*What this task involves*. Check each line of the entries below for the string "pane"; copy every line where it appears.

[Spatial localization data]
┄┄┄┄┄┄┄┄┄┄

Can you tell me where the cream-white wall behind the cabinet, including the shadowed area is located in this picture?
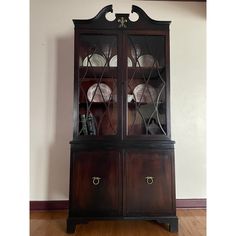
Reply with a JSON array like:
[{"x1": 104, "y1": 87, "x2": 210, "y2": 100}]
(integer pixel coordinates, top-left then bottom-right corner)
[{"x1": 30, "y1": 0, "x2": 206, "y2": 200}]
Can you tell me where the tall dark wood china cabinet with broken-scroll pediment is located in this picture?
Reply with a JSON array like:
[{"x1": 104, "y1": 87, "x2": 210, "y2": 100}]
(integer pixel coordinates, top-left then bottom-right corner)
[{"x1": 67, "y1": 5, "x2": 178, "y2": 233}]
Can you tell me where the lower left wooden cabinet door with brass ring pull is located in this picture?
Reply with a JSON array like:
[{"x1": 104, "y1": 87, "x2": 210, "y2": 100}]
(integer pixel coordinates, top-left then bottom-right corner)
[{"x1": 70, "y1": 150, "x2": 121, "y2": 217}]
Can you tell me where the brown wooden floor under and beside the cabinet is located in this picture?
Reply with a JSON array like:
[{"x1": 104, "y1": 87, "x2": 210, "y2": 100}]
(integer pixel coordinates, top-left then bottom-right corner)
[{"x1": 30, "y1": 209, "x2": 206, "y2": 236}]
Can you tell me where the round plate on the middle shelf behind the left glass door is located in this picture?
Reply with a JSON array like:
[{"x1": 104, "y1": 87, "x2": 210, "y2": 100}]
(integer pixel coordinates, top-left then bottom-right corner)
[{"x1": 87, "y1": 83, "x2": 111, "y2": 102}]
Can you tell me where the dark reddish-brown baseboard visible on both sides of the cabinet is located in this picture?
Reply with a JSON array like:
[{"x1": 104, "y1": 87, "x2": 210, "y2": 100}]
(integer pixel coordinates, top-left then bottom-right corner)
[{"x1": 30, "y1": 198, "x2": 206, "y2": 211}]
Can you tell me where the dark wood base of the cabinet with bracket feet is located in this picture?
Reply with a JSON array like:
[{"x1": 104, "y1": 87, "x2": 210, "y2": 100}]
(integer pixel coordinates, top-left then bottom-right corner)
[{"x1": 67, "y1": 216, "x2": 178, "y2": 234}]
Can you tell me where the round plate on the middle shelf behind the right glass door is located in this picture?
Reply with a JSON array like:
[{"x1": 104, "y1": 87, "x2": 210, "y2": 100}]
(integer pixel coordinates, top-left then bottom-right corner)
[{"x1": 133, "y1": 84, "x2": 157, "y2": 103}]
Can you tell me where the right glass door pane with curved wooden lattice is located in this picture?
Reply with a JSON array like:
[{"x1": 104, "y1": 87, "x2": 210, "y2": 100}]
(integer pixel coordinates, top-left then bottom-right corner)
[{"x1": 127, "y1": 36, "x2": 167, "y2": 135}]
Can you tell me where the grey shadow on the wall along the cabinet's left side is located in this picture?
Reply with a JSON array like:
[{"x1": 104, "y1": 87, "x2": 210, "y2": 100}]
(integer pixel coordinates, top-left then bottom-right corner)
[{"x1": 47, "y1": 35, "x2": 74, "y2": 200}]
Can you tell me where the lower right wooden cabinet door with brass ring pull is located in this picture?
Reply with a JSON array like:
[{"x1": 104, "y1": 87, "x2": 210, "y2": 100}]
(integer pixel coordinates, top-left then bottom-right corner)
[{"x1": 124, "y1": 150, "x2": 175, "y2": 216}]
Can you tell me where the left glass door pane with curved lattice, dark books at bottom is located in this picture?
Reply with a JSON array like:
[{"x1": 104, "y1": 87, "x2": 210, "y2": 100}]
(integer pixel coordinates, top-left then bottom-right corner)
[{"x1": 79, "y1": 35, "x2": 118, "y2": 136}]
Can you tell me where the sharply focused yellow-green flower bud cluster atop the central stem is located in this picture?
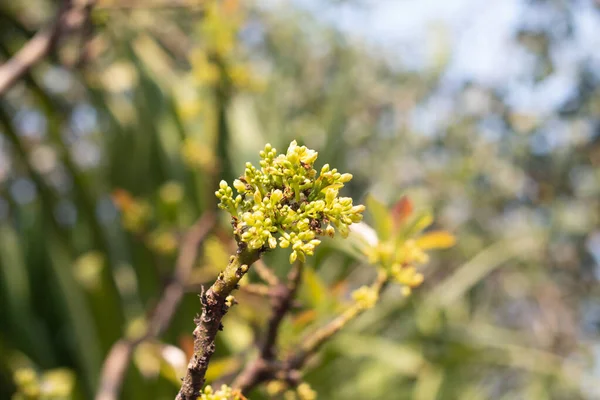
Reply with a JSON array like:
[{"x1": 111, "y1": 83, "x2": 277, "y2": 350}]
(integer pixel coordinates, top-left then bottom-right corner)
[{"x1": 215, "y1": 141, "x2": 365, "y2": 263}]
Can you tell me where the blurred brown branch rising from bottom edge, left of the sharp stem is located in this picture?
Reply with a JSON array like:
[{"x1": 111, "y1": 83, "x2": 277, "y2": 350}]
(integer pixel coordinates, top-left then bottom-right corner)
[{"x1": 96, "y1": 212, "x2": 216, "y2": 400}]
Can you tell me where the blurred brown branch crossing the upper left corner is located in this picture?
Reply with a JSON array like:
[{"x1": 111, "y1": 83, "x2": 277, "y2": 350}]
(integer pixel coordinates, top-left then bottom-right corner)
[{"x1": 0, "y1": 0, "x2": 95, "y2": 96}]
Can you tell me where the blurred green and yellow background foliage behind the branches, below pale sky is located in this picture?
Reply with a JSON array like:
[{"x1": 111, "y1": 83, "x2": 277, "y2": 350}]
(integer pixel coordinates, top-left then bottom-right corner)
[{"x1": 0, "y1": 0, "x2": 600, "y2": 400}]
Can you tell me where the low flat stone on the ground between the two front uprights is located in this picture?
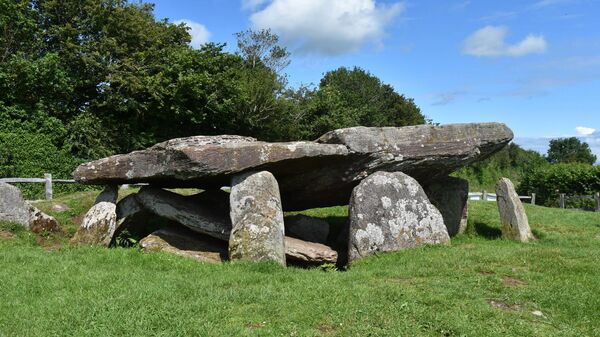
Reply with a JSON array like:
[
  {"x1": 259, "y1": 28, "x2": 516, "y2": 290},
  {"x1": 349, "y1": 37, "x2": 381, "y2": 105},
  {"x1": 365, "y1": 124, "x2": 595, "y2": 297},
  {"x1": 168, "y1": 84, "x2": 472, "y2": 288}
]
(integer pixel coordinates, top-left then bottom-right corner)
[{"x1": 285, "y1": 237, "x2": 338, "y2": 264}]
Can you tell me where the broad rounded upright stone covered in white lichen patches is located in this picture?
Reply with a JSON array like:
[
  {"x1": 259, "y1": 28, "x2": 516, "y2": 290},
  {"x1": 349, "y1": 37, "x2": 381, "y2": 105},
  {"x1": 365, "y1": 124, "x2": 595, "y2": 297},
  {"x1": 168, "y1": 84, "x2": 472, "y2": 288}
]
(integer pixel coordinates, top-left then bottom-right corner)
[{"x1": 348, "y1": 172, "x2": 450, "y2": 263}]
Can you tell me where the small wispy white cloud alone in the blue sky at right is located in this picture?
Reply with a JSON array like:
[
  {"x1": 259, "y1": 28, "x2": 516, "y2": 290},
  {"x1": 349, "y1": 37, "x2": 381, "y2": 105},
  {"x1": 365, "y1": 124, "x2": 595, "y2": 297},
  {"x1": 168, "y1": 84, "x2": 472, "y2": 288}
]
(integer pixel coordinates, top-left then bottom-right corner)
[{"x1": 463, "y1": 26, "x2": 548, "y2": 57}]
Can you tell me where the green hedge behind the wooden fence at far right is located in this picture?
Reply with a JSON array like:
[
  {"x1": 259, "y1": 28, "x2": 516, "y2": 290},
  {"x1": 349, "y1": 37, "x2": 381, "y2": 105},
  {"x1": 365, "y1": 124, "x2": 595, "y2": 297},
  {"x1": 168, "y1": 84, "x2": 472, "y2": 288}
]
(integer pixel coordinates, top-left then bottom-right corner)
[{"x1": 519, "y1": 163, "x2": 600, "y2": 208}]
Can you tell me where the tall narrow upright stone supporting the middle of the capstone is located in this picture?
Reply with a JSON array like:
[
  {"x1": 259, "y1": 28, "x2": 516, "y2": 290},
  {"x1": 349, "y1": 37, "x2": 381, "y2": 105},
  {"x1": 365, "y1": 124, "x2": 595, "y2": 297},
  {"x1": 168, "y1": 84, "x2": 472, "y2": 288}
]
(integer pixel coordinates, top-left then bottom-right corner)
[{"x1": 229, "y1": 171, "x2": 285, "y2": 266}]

┄┄┄┄┄┄┄┄┄┄

*Task output*.
Can you tell me where the right glass door pane with curved wooden lattice is located in this picture?
Can you tell me where the left glass door pane with curved lattice, dark books at bottom is located in this picture?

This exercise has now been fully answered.